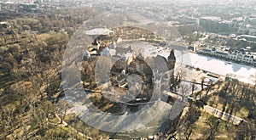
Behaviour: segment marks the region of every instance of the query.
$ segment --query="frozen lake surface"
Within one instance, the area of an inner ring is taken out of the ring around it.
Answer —
[[[182,54],[179,51],[175,51],[177,61],[195,68],[212,72],[218,75],[232,75],[244,82],[253,84],[256,79],[256,69],[251,66],[228,62],[215,58],[200,55],[193,53]]]

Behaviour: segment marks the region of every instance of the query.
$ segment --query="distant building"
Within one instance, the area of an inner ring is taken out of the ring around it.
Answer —
[[[241,63],[247,63],[250,64],[256,64],[256,58],[246,52],[234,51],[229,52],[219,52],[217,51],[215,48],[212,49],[203,48],[197,51],[197,53],[216,56],[218,58],[228,59],[234,61],[238,61]]]

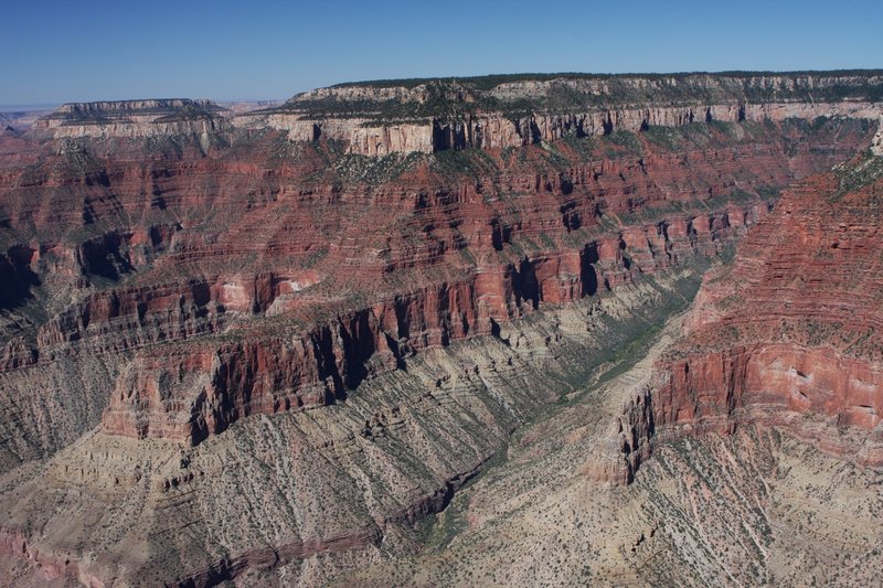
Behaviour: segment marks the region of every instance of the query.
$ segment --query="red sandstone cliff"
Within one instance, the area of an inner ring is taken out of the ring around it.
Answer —
[[[621,418],[621,475],[659,440],[743,424],[883,464],[881,196],[870,153],[815,175],[705,277],[683,341]]]

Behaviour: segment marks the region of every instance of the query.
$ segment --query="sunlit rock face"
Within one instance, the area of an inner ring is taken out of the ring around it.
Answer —
[[[625,485],[666,435],[751,415],[810,415],[792,430],[832,453],[852,446],[825,419],[873,439],[877,184],[857,163],[776,201],[866,149],[880,83],[363,85],[4,133],[0,569],[309,585],[413,553],[749,232],[585,478]]]

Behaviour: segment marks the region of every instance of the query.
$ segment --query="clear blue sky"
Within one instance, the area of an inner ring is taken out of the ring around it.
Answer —
[[[0,105],[518,72],[883,67],[883,0],[3,0]]]

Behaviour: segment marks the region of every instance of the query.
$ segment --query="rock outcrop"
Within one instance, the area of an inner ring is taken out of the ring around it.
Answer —
[[[226,108],[211,100],[118,100],[71,103],[34,122],[36,137],[146,138],[196,135],[203,138],[221,130]]]
[[[502,149],[567,136],[638,132],[699,121],[875,118],[879,75],[680,75],[343,85],[304,93],[238,119],[295,141],[341,141],[350,153]]]
[[[621,419],[623,481],[660,441],[748,425],[883,466],[881,195],[871,154],[812,177],[706,276],[683,341]]]
[[[876,74],[470,84],[326,88],[236,117],[70,105],[3,138],[0,571],[316,584],[413,553],[415,524],[682,310],[749,227],[812,268],[826,317],[845,324],[850,297],[875,308],[871,278],[826,293],[853,271],[847,253],[872,264],[879,246],[858,168],[838,172],[832,206],[853,216],[837,247],[827,201],[816,225],[794,195],[781,235],[769,218],[781,188],[871,142]],[[556,103],[562,88],[581,98]],[[763,306],[726,307],[766,297],[781,317],[764,280],[784,285],[786,266],[758,271],[767,244],[733,270],[738,292],[706,285],[694,332],[773,329]],[[817,307],[787,284],[798,321]],[[672,355],[595,478],[634,475],[666,431],[732,429],[778,402],[757,386],[801,373],[840,386],[798,386],[819,418],[876,426],[860,389],[876,364],[857,353],[875,339],[821,357],[772,332]],[[800,431],[844,447],[822,425]]]

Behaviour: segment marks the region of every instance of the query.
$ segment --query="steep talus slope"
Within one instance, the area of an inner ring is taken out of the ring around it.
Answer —
[[[683,308],[780,188],[871,141],[874,75],[690,78],[711,117],[385,157],[260,118],[291,103],[62,108],[0,159],[3,570],[313,584],[419,550],[415,525]],[[593,108],[651,106],[611,84]],[[595,483],[650,447],[596,440]]]
[[[683,327],[519,430],[423,552],[341,584],[876,581],[882,179],[865,152],[787,190]]]
[[[758,423],[883,463],[881,195],[883,161],[870,152],[812,177],[785,192],[732,268],[706,276],[688,336],[632,413],[652,414],[632,424],[632,462],[656,435]]]

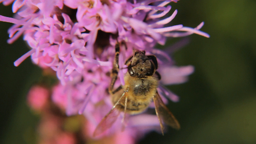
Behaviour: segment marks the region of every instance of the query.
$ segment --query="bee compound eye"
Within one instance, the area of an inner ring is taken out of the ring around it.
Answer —
[[[132,70],[131,69],[129,71],[129,73],[130,74],[130,75],[132,75],[134,74],[134,72],[133,72],[133,71],[132,71]]]

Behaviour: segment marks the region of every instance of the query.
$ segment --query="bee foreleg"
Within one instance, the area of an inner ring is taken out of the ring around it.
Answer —
[[[114,85],[115,85],[115,83],[117,79],[117,76],[118,72],[119,72],[119,68],[118,63],[119,61],[119,50],[120,48],[119,44],[117,44],[115,45],[115,58],[114,59],[114,62],[113,62],[113,68],[111,71],[111,77],[112,79],[111,79],[110,86],[108,88],[108,91],[109,92],[109,93],[113,93]]]

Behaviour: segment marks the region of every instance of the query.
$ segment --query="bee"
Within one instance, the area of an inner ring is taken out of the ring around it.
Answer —
[[[93,136],[98,135],[110,128],[121,112],[135,115],[144,111],[154,101],[156,115],[159,121],[162,134],[164,135],[163,123],[179,129],[179,122],[166,107],[157,90],[159,73],[156,71],[158,62],[155,56],[146,56],[144,51],[136,51],[125,64],[128,72],[124,76],[125,85],[114,89],[119,70],[119,44],[115,46],[115,58],[111,72],[111,82],[108,91],[114,106],[97,126]],[[123,118],[122,122],[124,120]]]

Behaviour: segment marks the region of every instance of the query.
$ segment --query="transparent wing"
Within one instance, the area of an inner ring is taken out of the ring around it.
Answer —
[[[180,128],[180,124],[172,113],[166,107],[158,92],[157,92],[156,95],[153,96],[153,100],[156,113],[160,123],[160,127],[163,135],[164,135],[164,128],[163,122],[176,129],[179,129]]]
[[[115,105],[112,108],[112,109],[108,113],[102,118],[101,122],[98,125],[96,129],[93,132],[93,136],[95,137],[98,136],[107,129],[110,128],[115,121],[117,119],[118,117],[120,114],[121,111],[116,108],[116,106],[119,104],[121,99],[123,98],[126,91],[124,92],[121,97],[118,101],[116,102]]]
[[[97,136],[111,128],[113,124],[117,119],[121,111],[116,108],[111,109],[102,120],[98,125],[94,132],[93,137]]]

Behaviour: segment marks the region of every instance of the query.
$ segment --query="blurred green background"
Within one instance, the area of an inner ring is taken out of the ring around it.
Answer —
[[[193,65],[186,83],[168,88],[180,97],[168,106],[181,128],[164,136],[149,134],[139,144],[256,144],[256,1],[184,0],[172,24],[194,27],[210,35],[195,34],[173,56],[177,65]],[[12,16],[11,7],[0,4],[0,14]],[[31,144],[38,121],[26,106],[26,94],[41,72],[27,59],[20,38],[7,43],[12,24],[0,22],[0,144]],[[168,41],[167,46],[176,40]]]

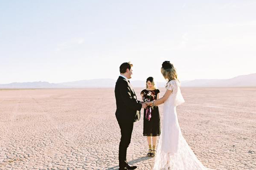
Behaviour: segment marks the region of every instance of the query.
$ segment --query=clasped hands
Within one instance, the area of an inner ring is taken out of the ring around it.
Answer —
[[[147,106],[152,106],[153,103],[152,103],[152,102],[140,102],[140,103],[142,105],[142,108],[145,109],[145,108]]]

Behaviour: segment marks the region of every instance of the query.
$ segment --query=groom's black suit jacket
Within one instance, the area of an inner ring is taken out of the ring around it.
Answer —
[[[140,118],[142,105],[128,80],[119,76],[116,83],[115,96],[116,103],[116,116],[118,121],[136,122]]]

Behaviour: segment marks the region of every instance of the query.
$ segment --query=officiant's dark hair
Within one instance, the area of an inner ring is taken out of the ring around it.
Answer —
[[[131,62],[124,62],[121,65],[120,67],[119,67],[120,73],[125,73],[126,72],[127,68],[129,69],[129,70],[131,70],[131,68],[133,67],[133,65],[131,63]]]
[[[152,83],[154,88],[157,88],[154,82],[154,78],[153,78],[153,77],[148,77],[147,79],[147,80],[146,81],[146,88],[148,88],[148,81],[150,81],[151,83]]]

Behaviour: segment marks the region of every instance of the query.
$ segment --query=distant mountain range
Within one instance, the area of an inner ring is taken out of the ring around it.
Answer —
[[[0,84],[0,88],[113,88],[116,80],[110,79],[93,79],[60,83],[50,83],[46,82],[13,82]],[[134,87],[144,87],[144,81],[131,81]],[[164,87],[164,82],[157,82],[158,87]],[[256,87],[256,74],[239,76],[229,79],[195,79],[181,82],[182,87]]]

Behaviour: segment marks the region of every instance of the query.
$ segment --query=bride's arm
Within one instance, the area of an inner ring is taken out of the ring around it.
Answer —
[[[166,90],[166,93],[164,94],[164,95],[163,95],[163,97],[161,97],[160,99],[157,99],[157,100],[154,100],[153,102],[147,102],[146,104],[147,104],[147,105],[151,106],[152,106],[153,102],[154,102],[154,105],[155,106],[161,105],[161,104],[163,103],[164,102],[165,102],[166,100],[167,99],[168,99],[168,97],[169,97],[171,94],[172,94],[172,91]]]

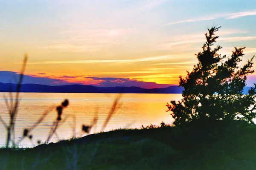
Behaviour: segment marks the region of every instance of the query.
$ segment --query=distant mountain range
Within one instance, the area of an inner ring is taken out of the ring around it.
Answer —
[[[245,87],[244,93],[247,94],[250,87]],[[12,91],[15,92],[17,85],[0,82],[0,92]],[[183,88],[170,86],[166,88],[143,88],[138,87],[99,87],[93,85],[71,85],[57,86],[37,84],[24,84],[21,85],[21,92],[34,93],[145,93],[182,94]]]
[[[17,85],[0,82],[0,92],[15,92]],[[21,92],[39,93],[147,93],[181,94],[183,88],[171,86],[166,88],[143,88],[137,87],[99,87],[93,85],[71,85],[58,86],[37,84],[24,84],[21,85]]]

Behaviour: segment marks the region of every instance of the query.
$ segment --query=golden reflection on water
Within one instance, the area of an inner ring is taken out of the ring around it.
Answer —
[[[82,125],[90,125],[97,112],[97,123],[91,132],[99,132],[118,94],[22,93],[15,126],[15,140],[18,140],[23,129],[33,126],[44,112],[51,106],[59,105],[65,99],[69,99],[70,105],[64,110],[62,118],[67,118],[67,120],[58,128],[57,135],[54,136],[50,142],[85,135],[81,131]],[[3,99],[5,96],[8,97],[8,94],[0,93],[0,114],[7,122],[9,115]],[[162,121],[171,124],[173,119],[166,112],[166,102],[181,98],[180,94],[122,94],[120,108],[111,118],[104,131],[120,128],[140,128],[143,125],[159,125]],[[32,141],[26,139],[20,145],[31,146],[36,144],[38,140],[42,142],[46,140],[51,125],[56,117],[57,112],[54,109],[32,132]],[[6,132],[2,125],[0,125],[0,133],[2,136],[0,144],[3,145]]]

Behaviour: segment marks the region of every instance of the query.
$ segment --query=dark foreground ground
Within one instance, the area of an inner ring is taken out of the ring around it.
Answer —
[[[119,130],[32,149],[1,149],[0,169],[256,169],[256,126],[228,124]]]

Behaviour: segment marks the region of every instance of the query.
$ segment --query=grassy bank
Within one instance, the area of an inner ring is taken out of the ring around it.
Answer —
[[[1,169],[255,169],[256,125],[200,125],[118,130],[31,149],[2,149]]]

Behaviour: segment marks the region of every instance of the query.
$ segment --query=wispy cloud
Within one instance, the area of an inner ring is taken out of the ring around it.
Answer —
[[[256,40],[256,37],[247,36],[247,37],[234,37],[219,38],[220,41],[224,41],[226,42],[237,42],[239,41],[248,41]]]
[[[256,15],[256,11],[249,11],[244,12],[237,12],[236,13],[230,14],[226,18],[227,19],[235,19],[240,17],[251,15]]]
[[[170,25],[180,24],[182,23],[192,23],[192,22],[194,22],[207,21],[208,20],[215,20],[215,19],[216,19],[218,18],[218,17],[204,17],[204,18],[201,17],[201,18],[194,18],[194,19],[189,19],[189,20],[180,20],[180,21],[176,21],[171,22],[170,22],[170,23],[167,23],[167,24],[165,24],[164,26],[169,26],[169,25]]]
[[[156,6],[157,6],[161,3],[166,2],[167,0],[154,0],[152,1],[146,1],[147,2],[144,5],[142,6],[139,8],[137,9],[139,11],[143,11],[147,9],[151,8]]]
[[[198,17],[180,21],[175,21],[168,23],[164,25],[165,26],[177,24],[185,23],[192,23],[195,22],[204,21],[209,20],[215,20],[219,18],[224,18],[227,20],[233,19],[248,16],[256,15],[256,11],[248,11],[244,12],[229,13],[226,14],[215,14],[211,16],[204,17]]]
[[[28,64],[78,64],[78,63],[99,63],[105,62],[142,62],[149,61],[162,60],[169,58],[171,56],[166,55],[152,57],[133,60],[62,60],[49,61],[41,62],[31,62]]]

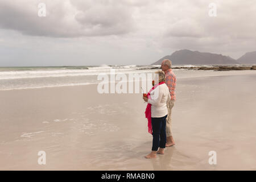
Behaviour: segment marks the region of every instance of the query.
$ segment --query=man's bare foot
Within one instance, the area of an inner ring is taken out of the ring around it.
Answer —
[[[150,154],[145,156],[147,159],[156,158],[156,151],[152,151]]]
[[[175,144],[175,143],[174,142],[174,138],[172,137],[172,136],[166,137],[166,147],[171,147],[172,146],[174,146]]]
[[[156,152],[157,154],[162,154],[163,155],[164,154],[164,148],[159,148],[159,149],[158,150],[158,151]]]
[[[175,144],[175,143],[173,142],[168,142],[166,143],[166,147],[171,147]]]

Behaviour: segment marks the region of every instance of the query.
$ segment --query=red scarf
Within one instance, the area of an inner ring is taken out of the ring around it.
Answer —
[[[158,85],[165,84],[166,82],[163,81],[160,82],[158,84],[154,85],[147,94],[147,97],[148,99],[151,99],[151,97],[150,97],[150,93],[155,89]],[[147,126],[148,127],[148,133],[152,134],[152,123],[151,123],[151,105],[150,104],[148,104],[147,105],[147,108],[146,108],[145,111],[145,116],[146,118],[147,118]]]

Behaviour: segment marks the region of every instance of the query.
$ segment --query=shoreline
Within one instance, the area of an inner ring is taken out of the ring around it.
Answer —
[[[255,170],[255,77],[179,79],[176,144],[153,159],[144,158],[152,136],[141,93],[101,94],[96,85],[1,92],[0,169]],[[47,165],[37,163],[39,151]],[[216,166],[208,163],[210,151]]]

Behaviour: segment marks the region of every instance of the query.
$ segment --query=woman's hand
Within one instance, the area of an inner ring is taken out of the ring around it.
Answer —
[[[147,100],[148,100],[148,99],[147,97],[143,97],[142,98],[143,98],[143,100],[144,100],[145,102],[147,102]]]

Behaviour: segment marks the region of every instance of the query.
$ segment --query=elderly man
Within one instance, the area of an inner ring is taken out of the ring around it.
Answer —
[[[172,108],[176,100],[176,76],[172,72],[172,69],[171,69],[171,67],[172,62],[168,59],[165,59],[162,63],[161,69],[166,73],[166,84],[169,88],[171,94],[171,100],[167,103],[168,115],[166,118],[166,147],[171,147],[175,144],[171,131],[171,113]]]

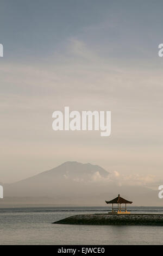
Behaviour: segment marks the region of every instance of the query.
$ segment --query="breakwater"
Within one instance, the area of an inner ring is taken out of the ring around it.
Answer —
[[[54,222],[78,225],[163,225],[161,214],[81,214]]]

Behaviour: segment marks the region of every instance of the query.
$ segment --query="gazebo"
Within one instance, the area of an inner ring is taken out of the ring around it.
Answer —
[[[111,201],[105,201],[105,202],[106,204],[112,204],[112,214],[130,214],[129,211],[127,211],[126,204],[131,204],[133,203],[132,202],[128,201],[127,200],[122,198],[122,197],[120,197],[120,194],[118,194],[118,197],[116,198],[111,200]],[[118,208],[114,208],[113,204],[117,204]],[[125,204],[125,208],[121,208],[122,204]]]

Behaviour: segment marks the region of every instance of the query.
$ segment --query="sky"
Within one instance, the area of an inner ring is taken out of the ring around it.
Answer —
[[[17,181],[77,161],[150,182],[154,176],[159,184],[162,1],[0,4],[0,181]],[[53,131],[52,113],[66,106],[70,111],[111,111],[111,136]]]

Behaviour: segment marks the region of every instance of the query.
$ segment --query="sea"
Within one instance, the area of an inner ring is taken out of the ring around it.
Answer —
[[[163,214],[163,207],[128,209]],[[108,211],[108,207],[0,208],[0,245],[162,245],[163,226],[53,224],[74,215]]]

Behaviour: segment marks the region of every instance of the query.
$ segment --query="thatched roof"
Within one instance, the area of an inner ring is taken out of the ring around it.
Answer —
[[[111,200],[111,201],[105,201],[105,202],[106,204],[131,204],[133,203],[122,198],[122,197],[120,197],[120,194],[118,194],[117,197]]]

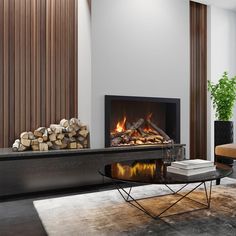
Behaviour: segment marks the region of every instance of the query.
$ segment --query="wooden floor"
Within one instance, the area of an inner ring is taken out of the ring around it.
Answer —
[[[234,166],[233,178],[236,178],[236,164]],[[38,217],[38,214],[33,206],[33,201],[37,199],[45,199],[51,197],[60,197],[71,194],[101,191],[104,188],[111,188],[106,186],[103,188],[93,188],[84,190],[73,190],[70,192],[59,192],[44,194],[43,196],[27,196],[27,198],[8,199],[0,202],[0,235],[24,235],[24,236],[44,236],[47,235],[43,225]]]

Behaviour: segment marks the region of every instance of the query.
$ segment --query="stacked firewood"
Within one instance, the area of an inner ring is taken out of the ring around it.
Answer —
[[[89,131],[76,118],[62,119],[49,128],[39,127],[34,132],[23,132],[12,145],[12,150],[48,151],[49,149],[82,149],[89,147]]]
[[[126,122],[126,129],[121,132],[111,132],[111,146],[146,145],[146,144],[168,144],[173,140],[150,118],[140,118],[137,122],[130,124]]]

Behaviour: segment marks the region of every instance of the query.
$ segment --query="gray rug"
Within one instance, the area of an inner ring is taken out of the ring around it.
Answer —
[[[178,186],[177,186],[178,187]],[[192,186],[191,186],[192,187]],[[170,193],[160,185],[135,187],[135,197]],[[204,201],[203,189],[191,194]],[[176,197],[168,195],[140,201],[158,213]],[[210,209],[153,220],[124,202],[117,190],[52,198],[34,202],[39,217],[50,236],[74,235],[224,235],[236,236],[236,180],[225,178],[213,186]],[[189,200],[181,201],[168,214],[198,208]]]

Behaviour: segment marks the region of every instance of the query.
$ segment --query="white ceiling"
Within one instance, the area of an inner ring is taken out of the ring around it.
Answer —
[[[236,11],[236,0],[193,0],[193,1]]]

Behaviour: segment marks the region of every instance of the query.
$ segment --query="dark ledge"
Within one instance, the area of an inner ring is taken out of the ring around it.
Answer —
[[[184,147],[185,144],[161,144],[161,145],[140,145],[140,146],[126,146],[126,147],[109,147],[100,149],[64,149],[64,150],[50,150],[50,151],[25,151],[13,152],[11,148],[0,148],[0,161],[13,159],[31,159],[31,158],[48,158],[70,155],[87,155],[87,154],[104,154],[104,153],[127,153],[139,151],[154,151],[173,147]]]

+ + + + + + +

**Beklenen**
Kayıtların başından "[[[0,105],[518,72],[883,67],[883,0],[3,0]]]" içeren satıra kadar uzanan bölümü, o satır da dahil olmak üzere, "Answer" yerine "Output" koyarak ve geri kalan her şeyi aynen bırakarak yeniden yazın. Resimleri cevaba koymayın.

**Alıştırmanın çözümü**
Behaviour: segment marks the region of every instance of the query.
$ segment --query="frozen lake surface"
Within one instance, the area of an inner ring is taken out of the ring around it.
Output —
[[[182,54],[179,51],[175,51],[177,61],[195,68],[212,72],[218,75],[232,75],[244,82],[253,84],[256,79],[256,69],[251,66],[228,62],[215,58],[200,55],[193,53]]]

Behaviour: segment marks the region of every instance of the query.
$ segment --query="distant building"
Within one instance, the area of an inner ring is taken out of the ring around it.
Output —
[[[241,63],[247,63],[250,64],[256,64],[256,58],[246,52],[234,51],[229,52],[219,52],[217,51],[215,48],[212,49],[203,48],[197,51],[197,53],[216,56],[218,58],[228,59],[234,61],[238,61]]]

Behaviour: segment marks the region of every instance of the query.
$ segment --query="red sandstone cliff"
Within one instance, the area of an inner ring is taken out of the ring around it.
Output —
[[[621,418],[621,475],[659,440],[743,424],[883,464],[881,196],[870,153],[815,175],[705,277],[683,341]]]

Behaviour: segment marks the region of every instance of the query.
$ segment --query="sunlit rock face"
Within one instance, the area of an inner ring is taken out of the ring around it.
Output —
[[[625,485],[666,435],[751,415],[810,415],[792,430],[832,453],[852,446],[825,419],[873,439],[877,184],[857,163],[776,201],[866,149],[880,83],[363,85],[4,133],[0,569],[309,585],[413,553],[749,232],[585,478]]]

Behaviour: segment marks the region of every instance of the query.
$ segment --query="clear blue sky"
Within one instance, the area of an inner ring is taken out of the ring around it.
Output —
[[[0,105],[518,72],[883,67],[883,0],[3,0]]]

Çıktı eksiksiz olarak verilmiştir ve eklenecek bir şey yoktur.